• [Task goal] Could you continue this passage on the Ku Klux Klan in Reconstruction Alabama from its last sentence?

• [Selected passage]
########################################

Make them, make them, make them! Presto!

The Great Giantess must have a white barrow. Make him, make him, make him! Presto!

Meet at once--the den of Shakes--the Giant's jungles--the hole of h.e.l.l! The second hobgoblin will be there, a mighty Ghost of valor. His eyes of fire, his voice of thunder! Clean the streets--clean the serpents' dens.

Red hot pincers! Bastinado!! Cut clean!!! No more to be born. Fire and brimstone.

Leave us, leave us, leave us! One, two, and three to-night! Others soon!

h.e.l.l freezes! On with skates--glide on. Twenty from Atlanta. Call the roll. _Bene dicte!_ The Great Ogre orders it!

By order of the Great BLUFUSTIN.

G. S. K. K. K.

A true copy, PETERLOO.

P. S. K. K. K.

The following was circulated around Montgomery in April, 1868:--

K. K. K.

CLAN OF VEGA.

HDQR'S K. K. K. HOSPITALLERS.

_Vega Clan_, New Moon.

3rd Month, Anno K. K. K. 1.

_Order No. K. K._

Clansmen--Meet at the Trysting Spot when Orion Kisses the Zenith. The doom of treason is Death. _Dies Irae._ The wolf is on his walk--the serpent coils to strike. Action! Action!! Action!!! By midnight and the Tomb; by Sword and Torch and the Sacred Oath at Forrester's Altar, I bid you come! The clansmen of Glen Iran and Alpine will greet you at the new-made grave.

_Remember the Ides of April._

By command of the Grand D. I. H.

CHEG. V.

The military authorities forbade the newspapers to publish Ku Klux orders,[1940] and the Klan had to trust to messengers. Verbal orders and warnings became the rule. The Den met and discussed the condition of affairs in the community. The cases of violent whites and negroes were brought up, one by one, and the Den decided what was to be done. Except in the meeting the authority of the Cyclops was absolute.

C. C. Sheets, a prominent scalawag, had been making speeches to the negroes against the whites. The Klan visited him at his hotel at Florence, caught him as he was trying to escape over the roof, brought him back, and severely lectured him in regard to his conduct. They explained to him that the Klan was a conservative organization to hold society together. A promise was required of Sheets to be more guarded in his language for the future. He saw the light and became a changed man.[1941] When a carpet-bagger became unbearable, he would be notified that he must go home, and he usually went. If an official, he resigned or sold his office; the people of the community would purchase a $100 lot from him for $2500 in order to pay for the office. The office was not always paid for; a particularly bad man was lucky to get off safe and sound.[1942]

Objectionable candidates were forced to withdraw, or to take a conservation bondsman, who conducted the office.[1943]

Before the close of 1868 the mysterious element in the power of Ku Klux Klan ceased to be so effective. The negroes were learning. Most of the mummery now was dropped. The Klan became purely a body of regulators, wearing disguises. It was said that in order to have time to work for themselves, and in order not to frighten away negro laborers, the Klan became accustomed to making its rounds in the summer after the crops were laid by, and in the winter after they were gathered.[1944]

The activities of the Klan were all-embracing. From regulating bad negroes and their leaders they undertook a general supervision of the morals of the community. Houses of ill-fame were visited, the inmates, white or black, warned and sometimes whipped. Men who frequented such places were thrashed. A white man living with a negro woman was whipped, and a negro man living with a white woman would be killed.[1945] A negro who aired his opinion in regard to social equality was sure to be punished. One negro in north Alabama served in the Union army and, returning to Alabama, boasted that he had a white wife up North and expected to see the custom of mixed marriages grow down South. He was whipped and allowed a short time in which to return North.[1946] White men who were too lazy to support their families, or who drank too much whiskey, or were cruel to their families, were visited and disciplined. Such men were not always Radicals--not by any means.[1947] Special attention was paid to the insolent and dangerous negro soldiers who were mustered out in the state. As a rule they had imbibed too many notions of liberty, equality, and fraternity ever to become peaceable citizens. They brought their arms back with them, made much display of them, talked largely, drilled squads of blacks, fired their hearts with tales of the North, and headed much of the deviltry. The Klan visited such characters, warned them, thrashed them, and disarmed them. Over north Alabama there was a general disarming of negroes.[1948]

The tories or "unionists," who had never ceased to commit depredations on their Confederate neighbors, were taken in hand by the Klan. In parts of the white counties where there were neither negroes nor carpet-baggers the Klan's excuse for existence was to hold in check the white outlaws. For years after the war the lives and property of ex-Confederates were not safe. A smouldering civil war existed for several years, and the Klan was only the ex-Confederate side of it.

########################################

• [Material supplied]
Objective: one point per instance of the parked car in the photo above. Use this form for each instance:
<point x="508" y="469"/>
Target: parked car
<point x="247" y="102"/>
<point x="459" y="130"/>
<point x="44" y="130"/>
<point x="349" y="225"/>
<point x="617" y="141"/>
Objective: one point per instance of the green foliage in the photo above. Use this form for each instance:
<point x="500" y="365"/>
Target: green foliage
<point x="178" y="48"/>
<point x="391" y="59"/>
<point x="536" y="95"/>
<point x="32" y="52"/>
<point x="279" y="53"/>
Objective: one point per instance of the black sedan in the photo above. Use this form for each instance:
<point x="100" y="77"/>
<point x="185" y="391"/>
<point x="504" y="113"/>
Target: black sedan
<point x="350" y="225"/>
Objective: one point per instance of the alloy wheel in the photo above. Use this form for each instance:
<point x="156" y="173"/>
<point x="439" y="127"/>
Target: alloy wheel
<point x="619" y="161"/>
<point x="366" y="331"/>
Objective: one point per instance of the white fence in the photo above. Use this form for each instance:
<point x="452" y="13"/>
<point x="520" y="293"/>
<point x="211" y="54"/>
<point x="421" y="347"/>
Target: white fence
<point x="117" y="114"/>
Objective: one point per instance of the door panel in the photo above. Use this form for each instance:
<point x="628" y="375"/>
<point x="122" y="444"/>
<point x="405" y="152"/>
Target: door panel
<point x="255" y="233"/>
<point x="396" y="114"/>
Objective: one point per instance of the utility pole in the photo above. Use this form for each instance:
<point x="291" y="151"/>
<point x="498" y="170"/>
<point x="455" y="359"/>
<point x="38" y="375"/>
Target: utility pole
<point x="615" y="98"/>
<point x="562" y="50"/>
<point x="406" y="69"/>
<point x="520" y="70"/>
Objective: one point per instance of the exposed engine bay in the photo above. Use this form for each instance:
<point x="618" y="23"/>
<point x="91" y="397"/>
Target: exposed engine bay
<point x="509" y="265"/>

########################################

• [Task output]
During the administration of Governor Smith there was no organized militia. The militia laws favored the black counties at the expense of the white ones, and Smith was afraid to organize negro militia; he shared the dislike of his cla.s.s for negroes. There were not enough white reconstructionists to organize into militia companies. The governor was afraid to accept organizations of Conservatives; they might overthrow his administration. So he relied entirely upon the small force of the Federal troops stationed in the state to a.s.sist the state officials in preserving order. The Conservative companies, after their services were rejected, sometimes proceeded to drill without authority, and became a kind of extra-legal militia. In this they were not secret. But the drills had a quieting effect on marauders of all kinds, and the extra-legal militia of the daytime easily became the illegal night riders of the Klan.[1949]

The operations of the Klan, especially in the white counties which had large negro populations, were sometimes directed against negro churches and schoolhouses, and a number of these were burned.[1950] This hostility may be explained in several ways: The element of poor whites in the Klan did not approve of negro education; all negro churches and schoolhouses were used as meeting places for Union Leagues, political gatherings, etc.; they were the political headquarters of the Radical Party;[1951] again, the bad character of some of the white teachers of negro schools or the incendiary teachings of others was excuse for burning the schoolhouses.

The burning of school and church buildings took place almost exclusively in the white counties of northern and eastern Alabama. The school and church buildings of the whites were also burned.[1952] The negroes were invariably a.s.sisted by the whites in rebuilding the houses. Most of the burnings were probably done by the so-called spurious Ku Klux. The teachers of negro schools who taught revolutionary doctrines or who became too intimate with the negroes with whom they had to board were disciplined, and the negroes also with whom they offended.[1953] It was likewise the case with the northern missionaries, especially the Northern Methodist preachers who were seeking to disrupt the Southern Methodist Church. Parson Lakin when elected president of the State University was chased away by the Ku Klux, and life was made miserable for the Radical faculty.[1954] Thieves, black and white, and those peculiar clandestine night traders who purchased corn and cotton from the negroes after dark were punished.[1955]

The quietest and most effective work was done in the Black Belt princ.i.p.ally by the Knights of the White Camelia. Nothing was attempted beyond restraining the negroes and driving out the carpet-baggers when they became unbearable. There were few cases of violence, fewer still of riots or operations on a large scale.[1956] In northern and western Alabama were the most disordered conditions.[1957] The question was complicated in these latter regions by the presence of poor whites and planters, negroes, Radicals and Democrats, Confederates and Unionists.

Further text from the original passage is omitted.